やること
(a) 地域医療に関する文章によると、赴任先の診療所の外来ではどのような医療が提供されていましたか？
(b) 地域医療に関する文章を、最後の文の後から引き継いで書き進めてください。

文書の抜粋
>>>
厚生労働省が掲げる「地域包括ケアシステム」の実現にむけ、今後、各地域が地域の特性に合った医療・介護などの支援を提供することが求められます。では地域に応じた「理想の医療」とはどのようなものなのでしょうか。それを明らかにする日本初の研究が行ったのが、福井大学医学部地域プライマリケア講座講師の井階友貴先生です。研究を行うきっかけや論文発表までの道のりとは。

◆地域医療の現場での違和感

「地域の生活に近い医療を提供したい」と、地域医を目指して福井県にある家庭医療を提供する診療所に赴任して2年。外来では患者中心の医療や家族志向のケアが提供されていましたが、在宅や施設では必ずしも納得のいく医療が提供されてはいませんでした。
<<<
分析用データ
>>>
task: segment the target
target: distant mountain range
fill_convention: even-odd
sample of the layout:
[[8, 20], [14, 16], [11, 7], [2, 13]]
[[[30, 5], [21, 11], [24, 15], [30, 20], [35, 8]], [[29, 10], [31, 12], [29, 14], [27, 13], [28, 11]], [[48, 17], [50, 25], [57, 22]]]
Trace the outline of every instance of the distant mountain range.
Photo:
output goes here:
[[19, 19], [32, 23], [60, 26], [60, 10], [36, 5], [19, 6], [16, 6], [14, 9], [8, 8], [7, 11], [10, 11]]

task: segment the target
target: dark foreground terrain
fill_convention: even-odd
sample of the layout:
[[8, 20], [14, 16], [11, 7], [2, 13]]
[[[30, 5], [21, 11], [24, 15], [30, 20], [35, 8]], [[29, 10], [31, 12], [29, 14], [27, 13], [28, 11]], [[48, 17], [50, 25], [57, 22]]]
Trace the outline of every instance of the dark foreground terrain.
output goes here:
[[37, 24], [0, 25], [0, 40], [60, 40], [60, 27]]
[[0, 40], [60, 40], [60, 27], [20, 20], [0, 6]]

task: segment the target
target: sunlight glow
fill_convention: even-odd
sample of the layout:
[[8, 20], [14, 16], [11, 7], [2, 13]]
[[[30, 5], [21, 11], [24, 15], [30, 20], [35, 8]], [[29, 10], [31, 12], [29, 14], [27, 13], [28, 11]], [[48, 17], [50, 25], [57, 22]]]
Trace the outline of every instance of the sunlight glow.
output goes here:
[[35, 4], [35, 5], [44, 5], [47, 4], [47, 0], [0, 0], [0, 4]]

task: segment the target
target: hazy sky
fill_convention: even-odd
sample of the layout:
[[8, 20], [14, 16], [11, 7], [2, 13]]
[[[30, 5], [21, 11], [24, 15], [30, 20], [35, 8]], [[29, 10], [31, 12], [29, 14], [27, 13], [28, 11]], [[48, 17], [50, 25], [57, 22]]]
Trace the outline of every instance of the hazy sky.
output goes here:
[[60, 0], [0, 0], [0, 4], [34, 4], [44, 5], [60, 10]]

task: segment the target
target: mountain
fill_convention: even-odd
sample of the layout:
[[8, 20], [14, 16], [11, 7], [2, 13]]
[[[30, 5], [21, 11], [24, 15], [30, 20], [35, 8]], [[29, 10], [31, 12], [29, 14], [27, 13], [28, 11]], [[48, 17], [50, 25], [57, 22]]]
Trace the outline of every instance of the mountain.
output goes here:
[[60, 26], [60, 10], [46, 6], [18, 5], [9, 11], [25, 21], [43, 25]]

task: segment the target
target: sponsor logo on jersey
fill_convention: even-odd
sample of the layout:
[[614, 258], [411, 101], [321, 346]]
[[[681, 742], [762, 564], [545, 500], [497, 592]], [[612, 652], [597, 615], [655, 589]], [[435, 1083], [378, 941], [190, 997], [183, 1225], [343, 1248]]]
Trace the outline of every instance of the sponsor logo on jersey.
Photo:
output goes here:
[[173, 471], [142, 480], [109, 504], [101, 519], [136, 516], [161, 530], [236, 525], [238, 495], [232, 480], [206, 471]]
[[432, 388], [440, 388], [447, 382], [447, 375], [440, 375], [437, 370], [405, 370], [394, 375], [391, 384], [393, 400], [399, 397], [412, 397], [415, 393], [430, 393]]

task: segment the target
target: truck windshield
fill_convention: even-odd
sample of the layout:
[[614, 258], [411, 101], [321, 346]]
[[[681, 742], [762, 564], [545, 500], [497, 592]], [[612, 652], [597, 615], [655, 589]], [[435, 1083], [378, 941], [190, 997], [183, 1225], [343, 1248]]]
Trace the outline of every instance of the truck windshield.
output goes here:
<<<
課題別の解答
(a) 患者中心の医療や家族志向のケアが提供されていました。

(b)
最後まで家で過ごしたいと希望する本人の意向を聞かずに、病院への入院を強要する家族。意思疎通困難で寝たきり、胃ろう栄養、何度も肺炎を起こして入退院を繰り返す施設入所中の方に対し「できる医療は何でもすべてやってほしい」と望むものの、面会にはほとんど現れない家族…。このような経験を重ねるごとに、「治癒や回復だけが医療の目的であっていいのか」「そもそも我々は何を目指して医療を提供すべきなのか」「理想の医療とはどのような医療なのか」という疑問がひしひしと湧いてきたのです。また、仕事柄さまざまな地域の状況を耳に挟むにつけ、「1つとして同じ地域がない中、日本全国一律で同じ医療を目指せばよいのか」という疑問も浮かんでいました。

◆理想の医療の先行研究

そこで、この「住民の望む理想の医療とはどのような医療なのか?」「地域ごとに求められる医療は異なるのか?」というクエスチョンに対して、先行文献を調べてみることにしました。医療を評価する量的指標として、患者満足度やQOLなどが提言されていますが、いずれも住民の立場ではなく患者の立場から評価したものでした。それに質的な研究を含めた、住民の立場からの評価であっても、特定の病気や症状に対する医療評価であったり、地域の特性が加味されていなかったりと、疑問は解消されませんでした。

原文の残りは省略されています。